(Stored data entries)
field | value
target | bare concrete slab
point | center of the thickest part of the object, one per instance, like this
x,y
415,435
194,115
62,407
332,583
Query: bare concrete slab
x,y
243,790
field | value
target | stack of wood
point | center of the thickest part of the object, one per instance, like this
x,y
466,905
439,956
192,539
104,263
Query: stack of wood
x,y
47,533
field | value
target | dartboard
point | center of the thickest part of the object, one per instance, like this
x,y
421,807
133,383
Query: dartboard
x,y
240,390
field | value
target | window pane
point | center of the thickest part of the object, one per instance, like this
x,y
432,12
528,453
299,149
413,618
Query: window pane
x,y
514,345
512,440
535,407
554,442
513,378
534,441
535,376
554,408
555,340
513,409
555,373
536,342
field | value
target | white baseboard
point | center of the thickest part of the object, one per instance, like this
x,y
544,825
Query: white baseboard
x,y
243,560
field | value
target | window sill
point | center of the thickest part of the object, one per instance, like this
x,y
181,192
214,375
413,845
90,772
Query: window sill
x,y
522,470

PROBLEM TO SOLVE: Quote exactly the stretch of lines above that starts at the first one and ends at the line with "target | window pane", and nothing beyond it.

SOLVED PROBLEM:
field | value
target | bare concrete slab
point | center of the thickest part of the object, one per instance, like this
x,y
415,435
194,115
62,407
332,583
Query: bare concrete slab
x,y
243,790
field | value
target | stack of wood
point | center of the thickest part of the object, one per instance, like this
x,y
466,905
439,956
192,539
104,263
Query: stack of wood
x,y
47,533
field | value
target | dartboard
point | center of the thickest part of the object, one per instance, like this
x,y
421,807
133,383
Query: dartboard
x,y
240,390
field | value
target | window pane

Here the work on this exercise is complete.